━━ Data extract ━━

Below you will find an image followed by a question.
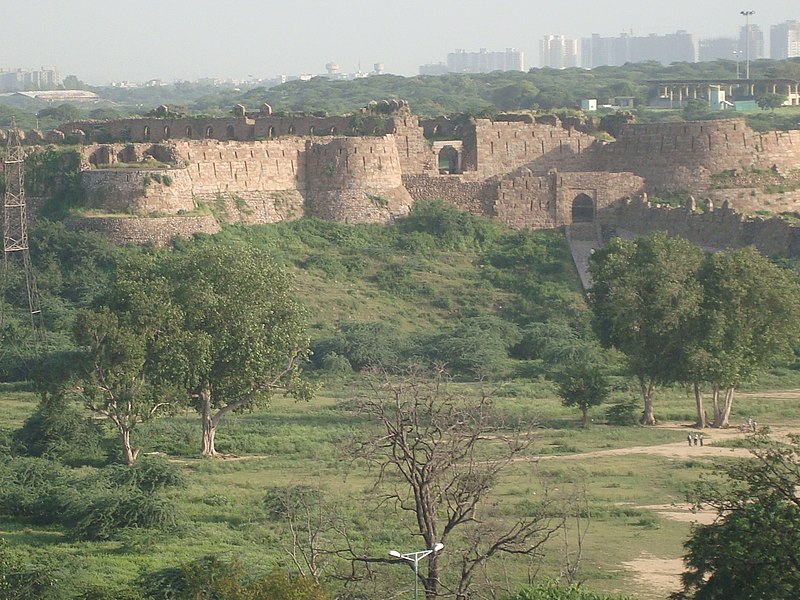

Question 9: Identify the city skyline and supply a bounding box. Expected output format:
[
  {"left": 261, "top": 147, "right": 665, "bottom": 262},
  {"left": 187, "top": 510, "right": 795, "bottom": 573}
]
[{"left": 0, "top": 0, "right": 800, "bottom": 85}]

━━━

--- Given instruction ---
Reproduce every line of the items above, requests included, but add 26 to each bounding-box coordinate in the answers only, leaving the coordinates in the requests and their format samples unchanged. Leave the pictures out of your output.

--- Finished exercise ---
Below you will find an image followed by a question.

Question 9: Identify the city skyline and supply a bounding box. Expected output format:
[
  {"left": 261, "top": 147, "right": 665, "bottom": 262},
  {"left": 187, "top": 510, "right": 795, "bottom": 573}
]
[{"left": 26, "top": 26, "right": 826, "bottom": 111}]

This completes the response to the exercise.